__Supplied entries__.
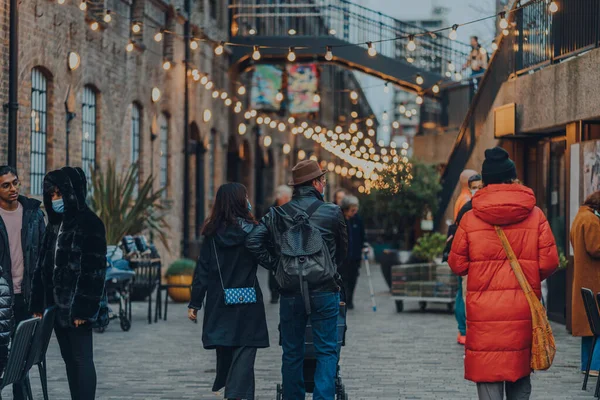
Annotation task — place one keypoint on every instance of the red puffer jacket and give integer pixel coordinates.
(498, 344)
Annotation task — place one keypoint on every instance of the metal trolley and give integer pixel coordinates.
(423, 283)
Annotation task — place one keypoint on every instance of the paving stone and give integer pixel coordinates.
(388, 355)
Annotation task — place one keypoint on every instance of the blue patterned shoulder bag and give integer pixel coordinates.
(236, 296)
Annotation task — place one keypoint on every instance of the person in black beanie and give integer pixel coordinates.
(498, 167)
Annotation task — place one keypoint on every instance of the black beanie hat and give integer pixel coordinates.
(497, 167)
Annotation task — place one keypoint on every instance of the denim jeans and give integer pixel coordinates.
(323, 318)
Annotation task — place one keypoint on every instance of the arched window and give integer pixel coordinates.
(39, 109)
(163, 173)
(135, 133)
(88, 139)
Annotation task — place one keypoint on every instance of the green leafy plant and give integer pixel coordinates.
(401, 196)
(183, 266)
(430, 246)
(126, 205)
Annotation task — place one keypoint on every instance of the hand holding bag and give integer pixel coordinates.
(543, 347)
(235, 296)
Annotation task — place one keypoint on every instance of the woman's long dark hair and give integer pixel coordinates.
(230, 204)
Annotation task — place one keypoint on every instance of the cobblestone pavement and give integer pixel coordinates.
(412, 355)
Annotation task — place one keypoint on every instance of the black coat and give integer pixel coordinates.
(6, 320)
(452, 229)
(328, 219)
(74, 280)
(234, 325)
(32, 232)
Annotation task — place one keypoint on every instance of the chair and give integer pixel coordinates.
(163, 287)
(17, 356)
(37, 354)
(591, 310)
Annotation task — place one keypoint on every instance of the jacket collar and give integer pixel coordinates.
(306, 191)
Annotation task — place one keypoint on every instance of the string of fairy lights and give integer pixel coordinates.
(363, 157)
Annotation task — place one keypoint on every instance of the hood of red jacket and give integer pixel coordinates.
(505, 204)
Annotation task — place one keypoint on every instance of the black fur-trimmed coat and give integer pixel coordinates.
(71, 268)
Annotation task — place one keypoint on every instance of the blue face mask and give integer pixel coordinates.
(58, 206)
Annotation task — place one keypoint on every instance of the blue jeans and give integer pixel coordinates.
(323, 318)
(586, 344)
(459, 309)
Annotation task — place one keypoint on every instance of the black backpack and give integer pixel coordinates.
(305, 260)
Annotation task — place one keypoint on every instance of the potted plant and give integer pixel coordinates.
(430, 247)
(181, 272)
(399, 198)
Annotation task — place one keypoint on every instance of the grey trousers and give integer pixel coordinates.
(519, 390)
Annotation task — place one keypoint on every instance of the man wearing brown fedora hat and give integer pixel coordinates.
(324, 228)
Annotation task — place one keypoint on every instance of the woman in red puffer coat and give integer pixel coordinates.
(498, 347)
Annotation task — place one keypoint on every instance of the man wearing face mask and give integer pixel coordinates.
(474, 183)
(21, 230)
(318, 301)
(70, 274)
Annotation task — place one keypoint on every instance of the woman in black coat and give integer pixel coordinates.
(70, 274)
(235, 331)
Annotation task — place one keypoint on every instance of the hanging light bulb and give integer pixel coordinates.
(255, 53)
(453, 35)
(329, 54)
(279, 96)
(291, 55)
(411, 46)
(503, 24)
(220, 48)
(371, 49)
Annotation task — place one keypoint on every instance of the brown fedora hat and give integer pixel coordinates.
(305, 171)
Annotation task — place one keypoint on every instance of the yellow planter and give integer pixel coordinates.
(180, 295)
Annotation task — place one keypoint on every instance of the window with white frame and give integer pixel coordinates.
(163, 173)
(88, 139)
(39, 110)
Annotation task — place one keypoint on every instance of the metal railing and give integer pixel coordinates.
(544, 38)
(349, 22)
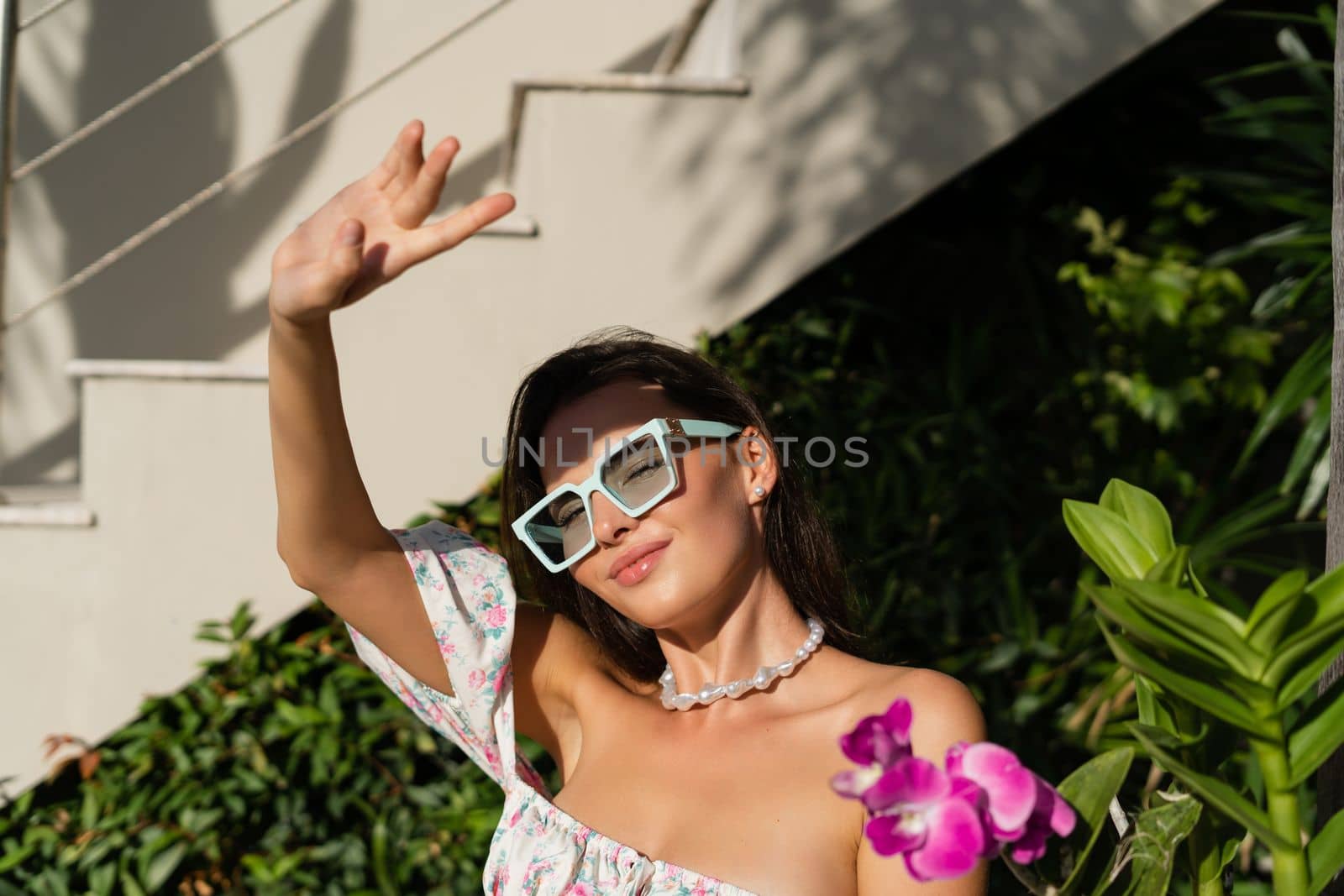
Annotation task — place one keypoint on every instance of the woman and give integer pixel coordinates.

__Problem__. Drop the pictures, then reproduce exactly the lines from the one with "blue jeans and give integer pixel coordinates." through the final line of the listing.

__Exercise response__.
Annotation task — place one keypoint on every instance of the blue jeans and give integer pixel coordinates.
(323, 318)
(586, 344)
(459, 309)
Annotation task — place one keypoint on every instance of the black backpack and give integer pixel coordinates.
(305, 260)
Annotation task — place one keypoint on every instance of the potted plant and give integer pixel coordinates.
(430, 247)
(181, 272)
(399, 198)
Annotation task — place one keypoint on every instance of the grey trousers and give integer pixel coordinates.
(519, 390)
Annotation task — place one keypoint on every instance of the man wearing brown fedora hat and give integer pixel coordinates.
(324, 228)
Annotation task — place one keypoint on every instance of the woman in red puffer coat and give integer pixel coordinates.
(498, 347)
Annotation task — place one keypoint on every instance of the man wearing face mask and give integer pixel coordinates.
(474, 183)
(21, 230)
(318, 301)
(70, 274)
Annotation task — place one keypoint on every instance of the woman in black coat and give integer pixel coordinates.
(70, 274)
(235, 331)
Annotation task — place one keypoint on every instance of the hanging light bulb and give integer pixel coordinates.
(255, 53)
(453, 35)
(329, 54)
(279, 96)
(291, 55)
(411, 46)
(503, 24)
(220, 48)
(371, 49)
Annotation task — place one keypoint on every instance of the brown fedora hat and give integer pixel coordinates.
(305, 171)
Annotation task — place one keypoint on every instance of the yellow planter and give integer pixel coordinates.
(180, 295)
Annotation task — place one keypoint on every instance of the window with white frame and give integer pixel coordinates.
(163, 173)
(88, 139)
(39, 110)
Annotation task — place one keypoint on every instance of the metal railing and give integer pixel coordinates.
(544, 38)
(349, 22)
Annotation task — place one keypoint on every instance of the woman and give integer pixel coordinates.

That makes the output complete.